SUPPLIED PASSAGE:
It appears to me, however, that there is still a sufficiently close
link between the joinder application and a final judgment sounding
in
money in the plaintiff's favour, if such should be granted on the
merits.  Thus the joinder application led to the joinder
order,
which in turn led to further pleadings and eventually to trial.
But for prescription, it is open to the plaintiff
to prove its case
on the merits and to secure a final judgment.  Compare sections
15(2) to (4).  If prescription was
not interrupted by the
joinder application then, as will appear, it has not been interrupted
at all, which strikes me as an artificial
and unjust outcome tending
to defeat the purpose of the statute."
[44] I
find myself in respectful agreement with these observations of the
learned Judge with regard to the effect of the joinder.
Of
course, as I pointed out, the learned Judge himself distinguished a
joinder of this nature from the "provisional"
type of
application for leave to join which was applicable in
Naidoo
.
As to
the effect of a joinder, it is, in any event, difficult to conceive
of any situation where the joinder by itself resolves
any issues of
liability.  It is not designed to do so.  Neither would the
institution of an action for later consolidation
(as an alternative
procedure, and as discussed when dealing with
S.A. Steel, supra
).
As pointed out by Comrie J, the joinder application leads to the
joinder order, which in turn leads to further pleadings
and
eventually the trial where the applicant has the opportunity to prove
its case on the merits and to secure a final judgment
in the spirit
of, for example, sections 15(2) and 15(4).  The same applies to
the alternative procedure of instituting a fresh
action.  That
also leads to pleadings and finally a trial followed by judgment.
In
this regard, it is of particular importance, in my view, to bear in
mind that Howie J, on careful consideration of his words,
said
exactly the same:
"... but also where the process initiates an action,
judgment
in which
finally disposes of some elements of the claim ..."
(Emphasis added.)
It
stands to reason that the joinder procedure in itself cannot resolve
any issues of liability.  That happens in the trial
following
upon the joinder.
It is
useful to quote the following passage from
Allianz
where
Howie J appears to deal with elements of this subject in the
following terms at 329H J:
"With specific reference to the interruption of prescription,
the common law position was that the running of prescription
was
interrupted by the debtor's acknowledgement of the debt, or by
judicial interpellation.  The latter involved serving a
summons
so as to institute action:
Kleynhans v Yorkshire Insurance Co Ltd
1957 3 SA 544
(A) at 551C.
Wessels (op cit
para 2804 at
755) conveys that such action would be for the recovery of the debt.
The purpose of serving as opposed just
to issuing the summons was to
effect an
in ius vocatio
so that the debtor would
not be condemned without the opportunity of being heard.  See
the
Kleynhans
case
supra
at 551E-G:
'In common law the first thing to be done in a judicial proceeding
was to call one's opponent before the judicial authority under
whose
jurisdiction he was
in order to have the dispute ended by
judgment
.'"  (Emphasis added.)
The
same, of course, applies to a joinder procedure as opposed to the
(less preferred!) procedure of instituting a fresh action.

DATA RECORDS:
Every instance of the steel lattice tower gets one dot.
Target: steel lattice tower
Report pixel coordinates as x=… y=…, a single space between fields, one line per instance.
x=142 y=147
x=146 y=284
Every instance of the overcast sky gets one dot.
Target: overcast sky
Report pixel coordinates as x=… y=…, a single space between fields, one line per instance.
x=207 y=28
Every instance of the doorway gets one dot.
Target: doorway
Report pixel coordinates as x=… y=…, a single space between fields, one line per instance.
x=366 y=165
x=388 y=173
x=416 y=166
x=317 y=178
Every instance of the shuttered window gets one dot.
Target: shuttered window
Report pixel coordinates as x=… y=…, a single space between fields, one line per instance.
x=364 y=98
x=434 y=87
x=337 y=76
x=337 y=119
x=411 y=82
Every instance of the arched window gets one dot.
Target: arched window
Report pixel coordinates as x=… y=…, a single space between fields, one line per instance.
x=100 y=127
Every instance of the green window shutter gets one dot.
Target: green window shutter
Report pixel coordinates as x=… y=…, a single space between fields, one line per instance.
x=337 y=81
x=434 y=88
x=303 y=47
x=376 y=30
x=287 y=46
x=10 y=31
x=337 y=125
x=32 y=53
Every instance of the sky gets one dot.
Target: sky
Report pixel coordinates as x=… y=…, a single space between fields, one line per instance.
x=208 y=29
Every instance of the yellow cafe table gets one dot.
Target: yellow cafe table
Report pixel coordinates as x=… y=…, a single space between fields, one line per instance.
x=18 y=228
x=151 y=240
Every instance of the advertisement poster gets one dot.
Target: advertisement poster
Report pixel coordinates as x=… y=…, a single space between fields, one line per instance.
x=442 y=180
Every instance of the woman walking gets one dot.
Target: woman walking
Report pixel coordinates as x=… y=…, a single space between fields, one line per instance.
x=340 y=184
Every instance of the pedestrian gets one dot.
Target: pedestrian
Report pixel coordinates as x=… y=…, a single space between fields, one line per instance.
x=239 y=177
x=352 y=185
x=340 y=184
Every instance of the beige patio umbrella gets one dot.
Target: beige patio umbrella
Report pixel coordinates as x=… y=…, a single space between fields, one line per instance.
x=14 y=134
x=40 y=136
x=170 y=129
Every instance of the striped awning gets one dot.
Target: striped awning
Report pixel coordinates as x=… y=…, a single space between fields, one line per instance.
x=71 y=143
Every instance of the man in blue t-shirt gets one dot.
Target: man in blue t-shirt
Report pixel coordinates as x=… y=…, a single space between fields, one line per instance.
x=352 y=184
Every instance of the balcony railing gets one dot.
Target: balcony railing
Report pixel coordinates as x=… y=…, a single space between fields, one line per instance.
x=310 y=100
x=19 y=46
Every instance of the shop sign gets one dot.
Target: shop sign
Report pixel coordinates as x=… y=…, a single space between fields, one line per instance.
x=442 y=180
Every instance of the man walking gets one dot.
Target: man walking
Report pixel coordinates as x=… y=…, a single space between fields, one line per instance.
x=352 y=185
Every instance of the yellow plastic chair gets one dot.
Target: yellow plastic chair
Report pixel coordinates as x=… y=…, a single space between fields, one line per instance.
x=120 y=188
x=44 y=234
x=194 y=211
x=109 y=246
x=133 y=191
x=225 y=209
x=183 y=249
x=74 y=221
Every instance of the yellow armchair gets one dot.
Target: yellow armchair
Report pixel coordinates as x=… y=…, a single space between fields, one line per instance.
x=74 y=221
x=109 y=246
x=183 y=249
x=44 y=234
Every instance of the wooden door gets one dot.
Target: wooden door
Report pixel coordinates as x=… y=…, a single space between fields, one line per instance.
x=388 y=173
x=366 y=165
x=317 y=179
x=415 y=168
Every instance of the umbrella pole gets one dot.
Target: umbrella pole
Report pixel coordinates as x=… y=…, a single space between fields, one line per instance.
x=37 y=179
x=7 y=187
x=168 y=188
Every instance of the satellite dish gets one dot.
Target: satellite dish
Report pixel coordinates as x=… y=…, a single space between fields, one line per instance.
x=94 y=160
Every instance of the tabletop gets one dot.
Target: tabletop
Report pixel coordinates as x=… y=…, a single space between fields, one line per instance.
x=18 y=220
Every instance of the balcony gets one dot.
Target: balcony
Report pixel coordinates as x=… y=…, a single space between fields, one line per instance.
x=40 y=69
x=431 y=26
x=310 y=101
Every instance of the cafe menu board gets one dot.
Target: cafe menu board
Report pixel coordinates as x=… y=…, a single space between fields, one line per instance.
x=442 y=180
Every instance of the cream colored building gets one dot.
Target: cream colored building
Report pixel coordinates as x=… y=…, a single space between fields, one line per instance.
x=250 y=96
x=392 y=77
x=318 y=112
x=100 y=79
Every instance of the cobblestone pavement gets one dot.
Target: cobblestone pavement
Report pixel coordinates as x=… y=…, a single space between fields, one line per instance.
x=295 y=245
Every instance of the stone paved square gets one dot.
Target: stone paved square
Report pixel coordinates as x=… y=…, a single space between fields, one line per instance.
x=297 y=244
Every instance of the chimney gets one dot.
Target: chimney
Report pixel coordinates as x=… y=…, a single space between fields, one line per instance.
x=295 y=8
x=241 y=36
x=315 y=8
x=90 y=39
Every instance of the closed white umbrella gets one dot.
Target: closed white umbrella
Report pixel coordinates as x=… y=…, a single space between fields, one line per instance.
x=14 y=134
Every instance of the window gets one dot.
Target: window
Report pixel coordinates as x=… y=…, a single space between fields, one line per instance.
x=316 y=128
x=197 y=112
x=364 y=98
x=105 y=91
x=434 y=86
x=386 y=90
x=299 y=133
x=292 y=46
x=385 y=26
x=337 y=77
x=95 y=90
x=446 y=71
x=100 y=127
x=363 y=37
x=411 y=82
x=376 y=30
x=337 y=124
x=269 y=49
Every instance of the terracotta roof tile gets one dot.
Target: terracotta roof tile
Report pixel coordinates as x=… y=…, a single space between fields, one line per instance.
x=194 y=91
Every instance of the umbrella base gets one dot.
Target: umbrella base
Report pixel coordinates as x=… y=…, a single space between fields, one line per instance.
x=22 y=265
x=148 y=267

COMPLETE THE FOLLOWING:
- 1) Transcribe from the passage on joinder and prescription, starting with "It appears to" and going on through "eventually to trial.".
- 2) In the passage on joinder and prescription, what two things interrupted the running of prescription under the common law position?

CORRECT ANSWERS:
- 1)
It appears to me, however, that there is still a sufficiently close
link between the joinder application and a final judgment sounding
in
money in the plaintiff's favour, if such should be granted on the
merits.  Thus the joinder application led to the joinder
order,
which in turn led to further pleadings and eventually to trial.

- 2) The debtor's acknowledgement of the debt, or judicial interpellation.